# PROVIDED ENTRIES start

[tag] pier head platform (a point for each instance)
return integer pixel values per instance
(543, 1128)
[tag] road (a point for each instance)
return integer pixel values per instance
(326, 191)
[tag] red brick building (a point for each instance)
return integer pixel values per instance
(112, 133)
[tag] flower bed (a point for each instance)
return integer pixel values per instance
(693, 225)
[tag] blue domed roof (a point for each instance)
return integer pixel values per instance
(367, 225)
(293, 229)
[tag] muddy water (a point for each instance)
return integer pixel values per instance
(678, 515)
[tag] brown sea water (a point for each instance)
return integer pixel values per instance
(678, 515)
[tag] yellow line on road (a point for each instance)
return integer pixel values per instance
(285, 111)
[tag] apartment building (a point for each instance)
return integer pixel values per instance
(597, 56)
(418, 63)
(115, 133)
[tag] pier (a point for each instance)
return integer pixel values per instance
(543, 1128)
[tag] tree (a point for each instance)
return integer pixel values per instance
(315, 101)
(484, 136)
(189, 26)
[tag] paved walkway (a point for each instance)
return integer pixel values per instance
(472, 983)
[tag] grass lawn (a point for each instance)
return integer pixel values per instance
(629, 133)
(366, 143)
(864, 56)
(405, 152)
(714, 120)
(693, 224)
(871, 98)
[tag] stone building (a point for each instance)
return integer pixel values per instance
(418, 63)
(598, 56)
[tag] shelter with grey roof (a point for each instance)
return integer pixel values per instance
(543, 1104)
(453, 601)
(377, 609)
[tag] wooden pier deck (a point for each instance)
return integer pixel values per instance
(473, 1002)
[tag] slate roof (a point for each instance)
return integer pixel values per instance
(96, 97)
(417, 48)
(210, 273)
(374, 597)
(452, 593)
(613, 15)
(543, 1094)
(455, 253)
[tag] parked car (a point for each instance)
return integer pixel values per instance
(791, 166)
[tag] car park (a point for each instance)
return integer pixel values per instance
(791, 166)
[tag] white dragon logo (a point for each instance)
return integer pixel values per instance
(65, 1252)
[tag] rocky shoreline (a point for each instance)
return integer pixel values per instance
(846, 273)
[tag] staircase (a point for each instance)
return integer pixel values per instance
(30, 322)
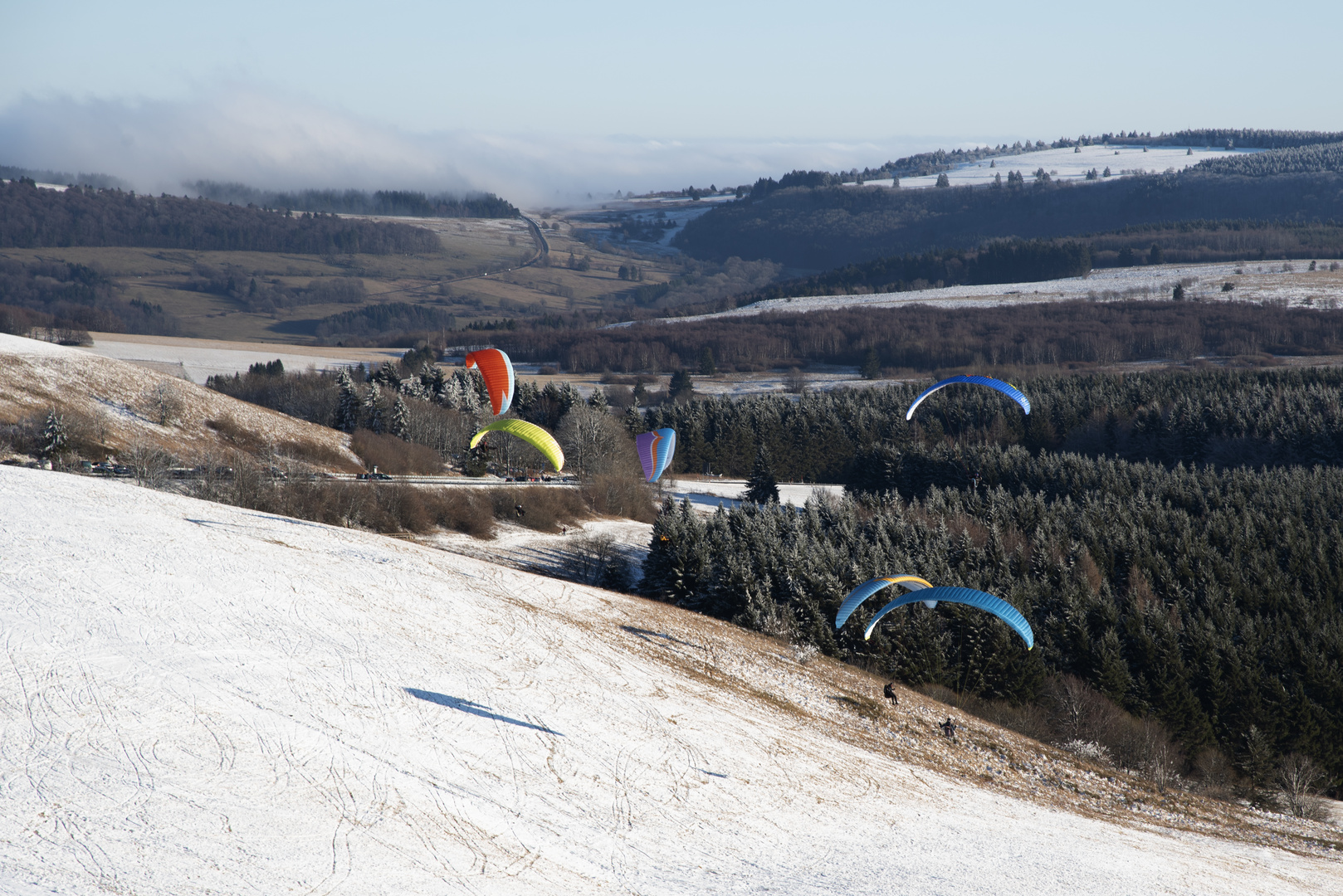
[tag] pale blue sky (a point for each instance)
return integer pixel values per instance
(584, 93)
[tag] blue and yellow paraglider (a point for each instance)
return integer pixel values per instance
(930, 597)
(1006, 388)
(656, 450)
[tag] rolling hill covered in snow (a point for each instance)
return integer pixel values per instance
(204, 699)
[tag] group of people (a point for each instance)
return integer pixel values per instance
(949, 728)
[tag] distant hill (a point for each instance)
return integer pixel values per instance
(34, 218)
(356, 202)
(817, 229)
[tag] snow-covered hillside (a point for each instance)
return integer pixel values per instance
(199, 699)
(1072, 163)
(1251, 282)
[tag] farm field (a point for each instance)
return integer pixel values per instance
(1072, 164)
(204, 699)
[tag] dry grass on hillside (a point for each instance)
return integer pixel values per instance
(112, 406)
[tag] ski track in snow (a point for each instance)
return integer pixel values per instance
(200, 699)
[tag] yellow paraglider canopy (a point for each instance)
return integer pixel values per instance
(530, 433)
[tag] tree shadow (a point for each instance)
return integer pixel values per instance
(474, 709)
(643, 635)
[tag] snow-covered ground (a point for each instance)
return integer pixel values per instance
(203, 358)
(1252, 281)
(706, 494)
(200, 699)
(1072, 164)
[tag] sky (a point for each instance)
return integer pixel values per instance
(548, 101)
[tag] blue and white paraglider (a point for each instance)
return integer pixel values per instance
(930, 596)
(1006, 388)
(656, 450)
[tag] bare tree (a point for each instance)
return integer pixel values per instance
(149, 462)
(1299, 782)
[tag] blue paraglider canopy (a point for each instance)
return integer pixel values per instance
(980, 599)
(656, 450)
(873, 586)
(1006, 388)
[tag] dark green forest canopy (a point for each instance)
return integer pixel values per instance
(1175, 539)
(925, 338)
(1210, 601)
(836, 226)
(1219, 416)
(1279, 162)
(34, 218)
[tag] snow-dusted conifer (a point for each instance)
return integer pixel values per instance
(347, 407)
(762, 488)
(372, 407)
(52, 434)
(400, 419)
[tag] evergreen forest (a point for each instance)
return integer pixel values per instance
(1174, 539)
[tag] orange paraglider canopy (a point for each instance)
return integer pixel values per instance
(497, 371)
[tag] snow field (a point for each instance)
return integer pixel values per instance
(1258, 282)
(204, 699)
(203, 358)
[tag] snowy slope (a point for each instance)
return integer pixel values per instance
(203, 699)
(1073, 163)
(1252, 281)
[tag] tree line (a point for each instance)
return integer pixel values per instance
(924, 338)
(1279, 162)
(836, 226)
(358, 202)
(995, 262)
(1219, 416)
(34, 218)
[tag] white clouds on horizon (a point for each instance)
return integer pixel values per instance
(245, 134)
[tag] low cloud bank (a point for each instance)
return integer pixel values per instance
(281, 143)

# PROVIDED ENTRIES end

Put the lines into a JSON list of strings, one string per line with blank lines omitted, starting with the line that contains "[tag] tree line (a point for each instance)" and going on through the end of the lines.

[
  "[tag] tree line (a point for each instance)",
  "return integer pixel values per instance",
  "(924, 338)",
  "(1279, 162)",
  "(836, 226)",
  "(358, 202)",
  "(995, 262)",
  "(1219, 416)",
  "(34, 218)",
  "[tag] white clouds on horizon (a point for each instance)",
  "return integer pixel values per instance",
  "(245, 134)",
  "[tag] low cloud bank (a point for each instance)",
  "return integer pixel values per instance",
  "(281, 143)"
]